*** Opening TEXT BLOCK ***

Many Heart Failure Patients Don't Get What They Need
Appropriate therapies, counseling vary from hospital to hospital
SUNDAY, Nov. 9, 2003 (HealthDayNews) -- As many as a third of all heart failure patients in the United States don't get all of the therapies and counseling they should, new research says.
The study, to be presented Nov. 10 at the American Heart Association's annual conference in Orlando, Fla., found significant variations in care from hospital to hospital.
"It actually does matter what hospital you're treated at. There's a very large treatment gap," says study author Dr. Gregg Fonarow, the Eliot Corday chairman of cardiovascular medicine and science at the University of California, Los Angeles.
"Certain hospitals were able to provide [care that met the study criteria] in 100 percent of patients and other hospitals were much less likely to provide the recommended care," Fonarow says.
The good news: Because some hospitals provided the necessary care, that means the problem can be fixed and other hospitals can improve their performance by adopting quality-care initiatives, Fonarow says.
About 400,000 new cases of heart failure are diagnosed in the United States each year, and between 2 million and 3 million Americans already have the condition. Heart failure -- the heart's inability to pump enough blood through the body -- is directly responsible for 39,000 deaths annually and is a contributing factor in the deaths of another 225,000 Americans, according to the National Heart, Lung, and Blood Institute.
Fonarow and his colleagues gathered information on more than 30,000 people with heart failure for the study. The data came from a national registry, called ADHERE, of more than 100,000 people diagnosed with heart failure from 250 hospitals across the country.
The average age of the study participants was 72 and slightly more than half were female.
The researchers looked at four important areas of care: receiving a complete set of discharge instructions; having the heart's pumping ability measured; receiving a prescription for an ACE inhibitor (a medication that may help prolong life by keeping blood vessels from narrowing), unless there was a medical reason not to prescribe it; and for smokers, receiving counseling on quitting smoking.
The researchers found that nearly a third of people who should have received ACE inhibitors didn't. Sixty-nine percent of current or recent smokers weren't counseled on smoking cessation. In 18 percent of the people with heart failure, left ventricular function -- an important measure of the heart's pumping ability -- wasn't assessed.
Seventy-two percent of hospital patients were discharged without receiving a full set of discharge instructions. Discharge instructions contain information about what medications should be taken and when; when to schedule follow-up appointments; signs and symptoms of worsening heart failure; and information on what type of exercise to do and a low-salt diet.

*** Closing TEXT BLOCK ***

REQUIRED WORK: In the article on heart failure care, what share of current or recent smokers received no counseling on quitting smoking? Answer using only the article on heart failure care.

*** Opening DATASET ENTRIES ***

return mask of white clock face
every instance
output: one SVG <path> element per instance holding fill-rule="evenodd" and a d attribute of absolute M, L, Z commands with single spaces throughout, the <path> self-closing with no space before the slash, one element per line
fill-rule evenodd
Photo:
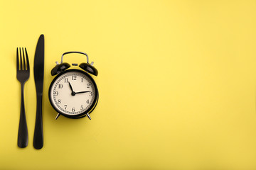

*** Closing DATASET ENTRIES ***

SOLVED PROBLEM: Sixty-nine percent.